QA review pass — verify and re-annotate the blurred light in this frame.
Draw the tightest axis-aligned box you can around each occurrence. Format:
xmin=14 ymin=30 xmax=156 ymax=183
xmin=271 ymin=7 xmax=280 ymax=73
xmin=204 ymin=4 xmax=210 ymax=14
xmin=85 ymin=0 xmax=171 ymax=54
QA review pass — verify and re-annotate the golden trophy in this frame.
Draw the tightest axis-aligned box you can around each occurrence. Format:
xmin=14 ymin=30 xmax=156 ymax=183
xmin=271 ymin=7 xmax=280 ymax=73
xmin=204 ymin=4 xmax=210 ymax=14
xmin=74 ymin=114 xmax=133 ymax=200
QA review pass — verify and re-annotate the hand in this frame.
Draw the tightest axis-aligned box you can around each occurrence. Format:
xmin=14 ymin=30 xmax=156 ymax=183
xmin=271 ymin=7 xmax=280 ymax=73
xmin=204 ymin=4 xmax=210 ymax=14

> Task prompt:
Retype every one of the rows above character for character, keeping each line and its order unchanged.

> Completed task:
QA review pass — verify and re-annotate the blurred light in this frame.
Draw the tightest axis-aligned box you can around each occurrence. Format:
xmin=14 ymin=30 xmax=156 ymax=183
xmin=271 ymin=7 xmax=280 ymax=73
xmin=204 ymin=4 xmax=210 ymax=14
xmin=85 ymin=0 xmax=171 ymax=54
QA review pass — verify and re-annotate the golden trophy in this frame.
Draw the tightest axis-aligned box you can around each occurrence. Format:
xmin=14 ymin=30 xmax=156 ymax=183
xmin=271 ymin=7 xmax=280 ymax=73
xmin=204 ymin=4 xmax=210 ymax=14
xmin=74 ymin=114 xmax=133 ymax=200
QA review pass — verify and re-annotate the hand in this frame.
Draw the tightest axis-aligned box you can around each occurrence. Format:
xmin=14 ymin=30 xmax=156 ymax=183
xmin=271 ymin=7 xmax=280 ymax=73
xmin=204 ymin=4 xmax=210 ymax=14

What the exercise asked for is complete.